## TASK PROMPT
Please lay out the lines below as a JSON list of strings with one string per line and no blank lines. Start at the line containing "eye in the photo above." and end at the final line, keeping both ends.
┌─ LISTED RECORDS
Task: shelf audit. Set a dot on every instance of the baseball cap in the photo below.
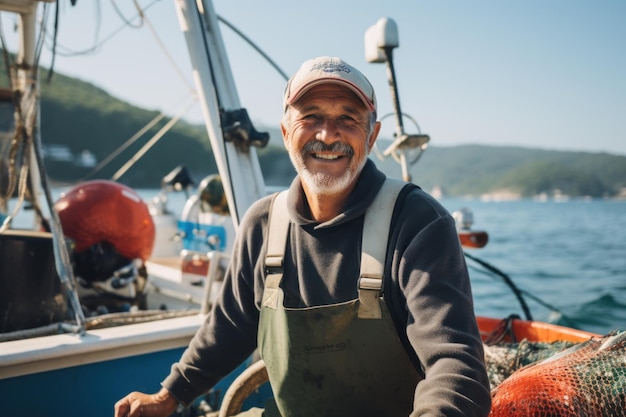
(329, 70)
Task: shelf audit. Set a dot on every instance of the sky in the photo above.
(532, 73)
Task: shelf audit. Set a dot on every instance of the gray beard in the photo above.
(319, 183)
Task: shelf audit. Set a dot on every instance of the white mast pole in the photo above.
(239, 168)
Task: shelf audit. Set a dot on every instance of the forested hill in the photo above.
(82, 118)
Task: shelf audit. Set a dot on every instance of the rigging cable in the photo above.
(507, 280)
(519, 293)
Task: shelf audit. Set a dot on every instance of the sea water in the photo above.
(567, 258)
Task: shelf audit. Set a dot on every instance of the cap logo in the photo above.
(331, 67)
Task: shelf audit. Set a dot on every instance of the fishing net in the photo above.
(586, 379)
(503, 359)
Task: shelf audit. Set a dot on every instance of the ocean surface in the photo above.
(567, 259)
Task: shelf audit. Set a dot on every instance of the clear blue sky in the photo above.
(533, 73)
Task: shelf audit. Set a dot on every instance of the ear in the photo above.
(285, 133)
(373, 136)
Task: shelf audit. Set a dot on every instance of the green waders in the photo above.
(337, 360)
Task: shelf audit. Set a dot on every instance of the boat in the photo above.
(59, 357)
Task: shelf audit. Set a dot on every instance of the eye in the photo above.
(311, 117)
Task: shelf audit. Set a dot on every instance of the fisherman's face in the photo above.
(329, 134)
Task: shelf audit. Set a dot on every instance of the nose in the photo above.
(328, 130)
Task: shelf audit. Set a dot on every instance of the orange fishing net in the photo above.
(588, 379)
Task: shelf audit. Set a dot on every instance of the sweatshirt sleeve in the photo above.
(441, 325)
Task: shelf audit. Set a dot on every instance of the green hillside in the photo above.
(83, 117)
└─
## EXERCISE RESULT
[
  "Task: shelf audit. Set a dot on every instance of the eye in the photo above.",
  "(311, 117)",
  "Task: shelf audit. Set a dot on every instance of the fisherman's face in the photo above.",
  "(329, 134)",
  "Task: shelf audit. Set a dot on every instance of the nose in the photo above.",
  "(328, 130)",
  "Task: shelf audit. Set a dot on every instance of the orange fishing net in the photo above.",
  "(588, 379)",
  "Task: shelf audit. Set a dot on every instance of the sweatshirt sleeve in the photo above.",
  "(441, 325)",
  "Task: shelf audit. Set a dot on every instance of the green hillside in the photo above.",
  "(83, 117)"
]